* **Problem requirements**:
Give all the data again exactly.

* **Records shown**:
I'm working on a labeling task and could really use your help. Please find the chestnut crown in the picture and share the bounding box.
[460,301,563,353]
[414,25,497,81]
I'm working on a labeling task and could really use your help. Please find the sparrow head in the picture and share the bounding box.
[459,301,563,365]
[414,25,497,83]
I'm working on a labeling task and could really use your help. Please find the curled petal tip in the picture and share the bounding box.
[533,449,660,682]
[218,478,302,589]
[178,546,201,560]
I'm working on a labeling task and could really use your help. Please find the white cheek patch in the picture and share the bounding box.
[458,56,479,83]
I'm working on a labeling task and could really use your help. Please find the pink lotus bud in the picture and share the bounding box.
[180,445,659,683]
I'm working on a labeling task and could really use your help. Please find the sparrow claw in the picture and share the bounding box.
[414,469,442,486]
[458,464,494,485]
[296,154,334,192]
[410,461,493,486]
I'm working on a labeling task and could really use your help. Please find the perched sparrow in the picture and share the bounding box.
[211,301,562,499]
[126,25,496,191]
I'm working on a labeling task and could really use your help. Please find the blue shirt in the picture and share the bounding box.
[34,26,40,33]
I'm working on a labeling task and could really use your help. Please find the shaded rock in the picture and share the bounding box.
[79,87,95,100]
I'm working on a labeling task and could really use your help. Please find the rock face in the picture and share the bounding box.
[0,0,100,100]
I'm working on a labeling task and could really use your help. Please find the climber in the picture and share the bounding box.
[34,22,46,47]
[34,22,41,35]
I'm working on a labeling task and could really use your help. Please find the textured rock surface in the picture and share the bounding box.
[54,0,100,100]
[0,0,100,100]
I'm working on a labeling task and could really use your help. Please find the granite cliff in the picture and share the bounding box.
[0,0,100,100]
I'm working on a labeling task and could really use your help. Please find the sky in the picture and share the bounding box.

* **Answer section**:
I'm working on a labeling task and could really use your help. Please find the chestnut crown in the picture and share the bounding box.
[460,301,563,353]
[414,25,497,81]
I'm working on a labeling task and could really use your help. Please find the sparrow head in the picture and share the bounding box.
[459,301,563,365]
[414,25,497,83]
I'm working on a labeling task and could really use your help. Please find the curled petal tip in the picture and share the bounding box.
[533,449,660,682]
[218,478,302,589]
[178,546,201,560]
I'm working on a labeling task and could really use your help. Please find the white cheek patch in the picture and share the bounding box.
[458,56,479,83]
I'm working on a labeling task and could really use your help. Please find the pink lotus bud in the picture and share the bounding box.
[180,445,659,683]
I'm working on a labeling task and could really use your help. Please find the sparrow claw in the picture and share the bounding box.
[414,469,442,486]
[458,464,494,485]
[296,154,334,192]
[410,461,493,486]
I'm working on a labeling task and could really use your help. Please find the perched sparrow in the picture and share the bounding box.
[211,301,562,499]
[126,25,496,191]
I'm working on a labeling task and could really use your help. Please find the blue shirt in the picture and share the bounding box.
[34,26,40,33]
I'm working on a labeling task and could really use your help. Please find the shaded rock in the picture and share the bounding box.
[79,87,95,100]
I'm working on a labeling task and could really use your help. Please find the rock face in the picture and share the bounding box.
[0,0,100,100]
I'm working on a labeling task and could really use your help. Please find the climber in the picture and share the bounding box.
[34,22,46,47]
[34,22,41,35]
I'm working on a labeling task and could really use your help. Please find the textured rock surface in the picture and share the bounding box.
[54,0,100,100]
[0,0,100,100]
I'm working on a labeling task and could really use your help. Please find the granite cliff in the picture and share the bounding box.
[0,0,100,100]
I'm working on a labeling task and could really use your help. Please find the sky in the picture and share the bounding box.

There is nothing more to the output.